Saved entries
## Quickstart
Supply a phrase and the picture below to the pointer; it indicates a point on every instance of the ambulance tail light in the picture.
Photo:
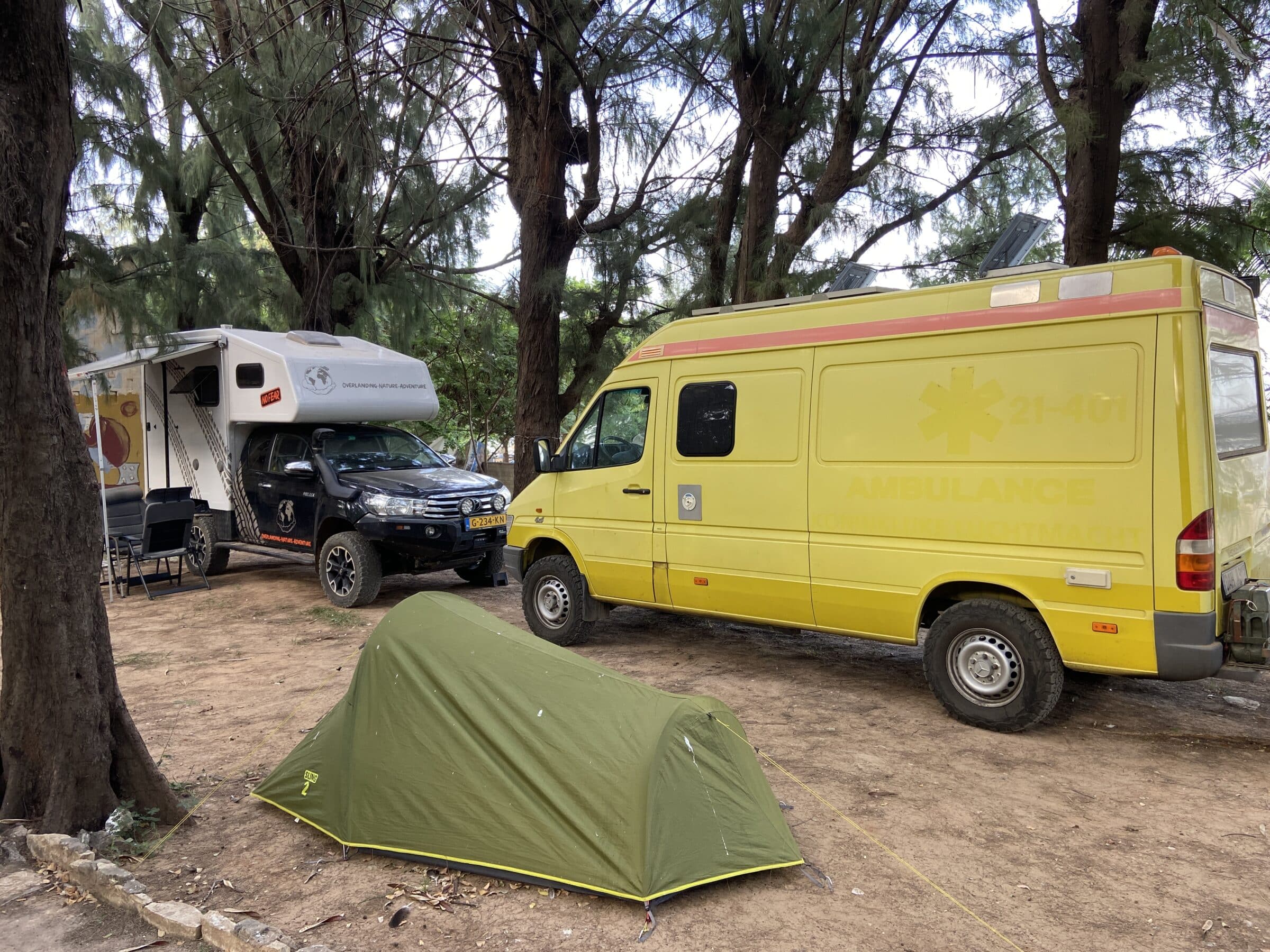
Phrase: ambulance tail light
(1197, 559)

> **Task description**
Give back the data exactly. Skip any images.

> **Written solution**
## Quickstart
Supply a phrase and the picture below to the pointer; it indicates a point on every instance of the ambulance tail light in the picture.
Photo:
Phrase: ambulance tail light
(1197, 559)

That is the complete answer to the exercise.